**STATED PROBLEM**
Transcribe the part of the data that opens with the line containing "task | place a point on the stucco" and closes with the line containing "x=175, y=61", including both of those lines. Leave the pictures out.

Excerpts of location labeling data
------------------------------------------------
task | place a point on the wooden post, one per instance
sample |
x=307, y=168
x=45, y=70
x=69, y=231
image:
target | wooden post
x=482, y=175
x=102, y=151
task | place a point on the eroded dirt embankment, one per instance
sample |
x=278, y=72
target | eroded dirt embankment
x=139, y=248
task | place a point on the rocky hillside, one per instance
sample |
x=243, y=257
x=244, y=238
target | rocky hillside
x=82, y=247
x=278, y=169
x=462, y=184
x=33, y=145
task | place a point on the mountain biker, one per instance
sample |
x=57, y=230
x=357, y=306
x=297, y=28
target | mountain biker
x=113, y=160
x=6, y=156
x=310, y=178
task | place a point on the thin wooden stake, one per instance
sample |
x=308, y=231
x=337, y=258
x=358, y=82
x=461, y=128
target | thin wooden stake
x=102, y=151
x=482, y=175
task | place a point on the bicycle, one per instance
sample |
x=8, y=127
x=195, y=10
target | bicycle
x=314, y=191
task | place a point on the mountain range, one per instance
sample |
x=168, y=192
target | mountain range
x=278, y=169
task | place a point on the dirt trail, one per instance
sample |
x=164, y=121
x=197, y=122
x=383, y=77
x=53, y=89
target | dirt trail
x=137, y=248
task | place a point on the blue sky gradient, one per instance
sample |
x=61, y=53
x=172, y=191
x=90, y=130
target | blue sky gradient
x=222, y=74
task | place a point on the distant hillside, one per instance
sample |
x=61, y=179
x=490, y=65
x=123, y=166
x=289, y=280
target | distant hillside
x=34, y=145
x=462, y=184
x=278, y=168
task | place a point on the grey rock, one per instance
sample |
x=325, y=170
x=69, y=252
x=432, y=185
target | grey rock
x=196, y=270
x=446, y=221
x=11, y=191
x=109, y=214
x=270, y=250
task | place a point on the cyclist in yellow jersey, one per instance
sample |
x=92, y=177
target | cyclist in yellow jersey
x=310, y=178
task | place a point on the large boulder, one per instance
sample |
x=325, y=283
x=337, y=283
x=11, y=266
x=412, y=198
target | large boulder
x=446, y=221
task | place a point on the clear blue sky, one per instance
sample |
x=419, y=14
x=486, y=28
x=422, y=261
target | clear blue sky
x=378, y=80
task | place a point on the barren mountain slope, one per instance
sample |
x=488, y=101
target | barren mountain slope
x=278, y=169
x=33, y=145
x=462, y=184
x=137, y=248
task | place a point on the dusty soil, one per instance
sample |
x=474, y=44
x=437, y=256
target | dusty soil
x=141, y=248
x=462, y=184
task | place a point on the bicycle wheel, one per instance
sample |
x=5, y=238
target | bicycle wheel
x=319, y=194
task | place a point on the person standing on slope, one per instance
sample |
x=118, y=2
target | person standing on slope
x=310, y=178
------------------------------------------------
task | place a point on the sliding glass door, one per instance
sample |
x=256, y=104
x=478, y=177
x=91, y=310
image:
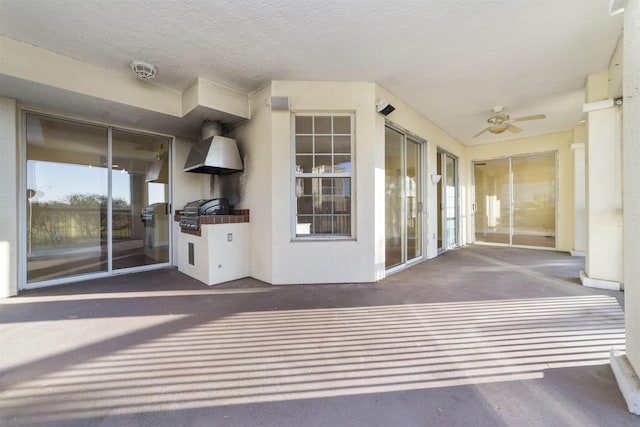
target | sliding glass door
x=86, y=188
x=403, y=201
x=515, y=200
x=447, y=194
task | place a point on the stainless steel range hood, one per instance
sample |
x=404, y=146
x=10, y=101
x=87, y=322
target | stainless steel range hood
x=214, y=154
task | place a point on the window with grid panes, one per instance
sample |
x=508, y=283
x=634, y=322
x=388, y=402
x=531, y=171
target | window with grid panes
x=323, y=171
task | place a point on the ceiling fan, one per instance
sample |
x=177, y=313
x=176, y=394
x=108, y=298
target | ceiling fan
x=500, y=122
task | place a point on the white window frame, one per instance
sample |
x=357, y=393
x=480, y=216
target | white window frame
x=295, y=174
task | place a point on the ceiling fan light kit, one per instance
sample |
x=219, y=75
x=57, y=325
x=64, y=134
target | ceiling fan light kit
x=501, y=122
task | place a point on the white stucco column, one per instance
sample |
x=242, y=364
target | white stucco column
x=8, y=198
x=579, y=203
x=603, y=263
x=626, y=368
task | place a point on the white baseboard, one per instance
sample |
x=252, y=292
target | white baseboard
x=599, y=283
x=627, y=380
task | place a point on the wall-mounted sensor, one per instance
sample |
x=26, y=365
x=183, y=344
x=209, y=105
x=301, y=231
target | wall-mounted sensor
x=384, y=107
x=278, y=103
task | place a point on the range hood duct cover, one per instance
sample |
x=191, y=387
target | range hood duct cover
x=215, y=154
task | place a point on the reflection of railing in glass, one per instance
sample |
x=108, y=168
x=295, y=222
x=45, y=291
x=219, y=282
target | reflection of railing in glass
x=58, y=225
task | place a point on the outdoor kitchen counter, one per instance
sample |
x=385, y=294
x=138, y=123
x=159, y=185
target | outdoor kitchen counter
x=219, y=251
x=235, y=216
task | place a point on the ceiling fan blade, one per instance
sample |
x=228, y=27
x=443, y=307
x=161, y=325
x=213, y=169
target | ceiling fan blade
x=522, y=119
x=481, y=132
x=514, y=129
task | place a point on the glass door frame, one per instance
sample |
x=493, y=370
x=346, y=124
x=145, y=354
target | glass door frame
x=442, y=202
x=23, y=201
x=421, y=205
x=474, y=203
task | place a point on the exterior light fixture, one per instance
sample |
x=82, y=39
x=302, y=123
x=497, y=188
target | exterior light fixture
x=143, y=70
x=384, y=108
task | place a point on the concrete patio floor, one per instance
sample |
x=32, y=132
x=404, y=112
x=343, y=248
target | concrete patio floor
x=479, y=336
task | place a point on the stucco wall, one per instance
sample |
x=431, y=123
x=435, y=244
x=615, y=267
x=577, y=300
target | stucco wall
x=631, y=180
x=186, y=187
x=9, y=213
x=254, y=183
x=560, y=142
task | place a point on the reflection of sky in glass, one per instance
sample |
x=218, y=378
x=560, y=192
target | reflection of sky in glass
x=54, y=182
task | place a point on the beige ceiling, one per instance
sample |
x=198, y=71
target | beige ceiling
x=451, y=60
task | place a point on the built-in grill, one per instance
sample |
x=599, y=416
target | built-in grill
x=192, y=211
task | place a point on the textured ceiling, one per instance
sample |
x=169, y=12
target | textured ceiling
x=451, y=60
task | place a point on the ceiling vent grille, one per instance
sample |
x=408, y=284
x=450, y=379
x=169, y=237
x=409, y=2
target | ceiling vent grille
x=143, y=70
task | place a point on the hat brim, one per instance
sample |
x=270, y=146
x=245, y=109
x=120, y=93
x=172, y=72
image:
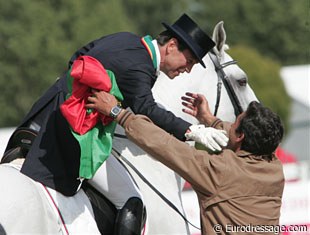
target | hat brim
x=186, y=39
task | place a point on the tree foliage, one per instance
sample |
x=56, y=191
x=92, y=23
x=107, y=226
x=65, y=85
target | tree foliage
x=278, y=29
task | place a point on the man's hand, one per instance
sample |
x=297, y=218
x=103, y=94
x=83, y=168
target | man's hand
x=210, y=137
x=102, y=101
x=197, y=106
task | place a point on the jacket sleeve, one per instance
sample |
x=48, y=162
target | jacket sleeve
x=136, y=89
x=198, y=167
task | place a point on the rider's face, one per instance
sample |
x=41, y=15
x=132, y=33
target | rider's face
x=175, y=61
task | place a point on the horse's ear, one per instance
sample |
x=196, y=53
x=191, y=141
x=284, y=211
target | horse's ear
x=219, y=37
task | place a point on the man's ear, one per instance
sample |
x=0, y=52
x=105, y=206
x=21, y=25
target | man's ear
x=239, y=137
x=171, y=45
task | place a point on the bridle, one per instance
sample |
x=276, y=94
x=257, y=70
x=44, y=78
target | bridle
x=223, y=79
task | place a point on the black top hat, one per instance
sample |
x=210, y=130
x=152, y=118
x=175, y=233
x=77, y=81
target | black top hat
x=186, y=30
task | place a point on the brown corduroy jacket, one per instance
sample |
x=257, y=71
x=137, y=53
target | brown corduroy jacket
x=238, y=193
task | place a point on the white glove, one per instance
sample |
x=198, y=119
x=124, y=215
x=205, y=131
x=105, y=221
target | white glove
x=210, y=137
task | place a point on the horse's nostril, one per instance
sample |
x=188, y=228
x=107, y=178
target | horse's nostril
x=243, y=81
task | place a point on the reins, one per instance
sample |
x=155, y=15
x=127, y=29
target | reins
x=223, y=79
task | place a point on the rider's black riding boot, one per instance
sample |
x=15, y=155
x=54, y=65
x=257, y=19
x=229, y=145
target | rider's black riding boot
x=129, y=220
------------------------------------------------
**OUTPUT OF THE TASK**
task | place a point on the stucco wall, one per instance
sample |
x=431, y=123
x=435, y=244
x=615, y=267
x=577, y=300
target | stucco wall
x=631, y=180
x=186, y=187
x=9, y=213
x=254, y=183
x=560, y=142
task | place a point on the reflection of sky in glass, one per instance
sample |
x=218, y=378
x=560, y=192
target | reflection of sky in glass
x=54, y=182
task | place a point on the beige ceiling, one per instance
sample |
x=198, y=71
target | beige ceiling
x=451, y=60
task | place a point on the built-in grill, one per instance
sample |
x=599, y=416
target | built-in grill
x=192, y=211
task | place a point on the textured ceiling, one per instance
sample |
x=169, y=12
target | textured ceiling
x=451, y=60
task | place a point on the ceiling vent grille, one per instance
sample |
x=408, y=284
x=450, y=379
x=169, y=237
x=409, y=2
target | ceiling vent grille
x=143, y=70
task | place a point on the hat brim, one per instance
sample |
x=270, y=146
x=245, y=109
x=120, y=93
x=172, y=72
image:
target | hat brim
x=186, y=39
task | place a point on the tree foliage, one per instance
sample |
x=56, y=191
x=92, y=23
x=107, y=226
x=65, y=85
target | tree foliage
x=278, y=29
task | place a point on the man's hand, one per instance
sample |
x=297, y=218
x=103, y=94
x=83, y=168
target | man's hand
x=210, y=137
x=102, y=101
x=197, y=106
task | place a point on the jacket sleeve, one per instance
sample |
x=48, y=162
target | jacket sleeve
x=136, y=89
x=198, y=167
task | place a point on the rider's face, one per instance
sample |
x=41, y=15
x=132, y=33
target | rider's face
x=175, y=61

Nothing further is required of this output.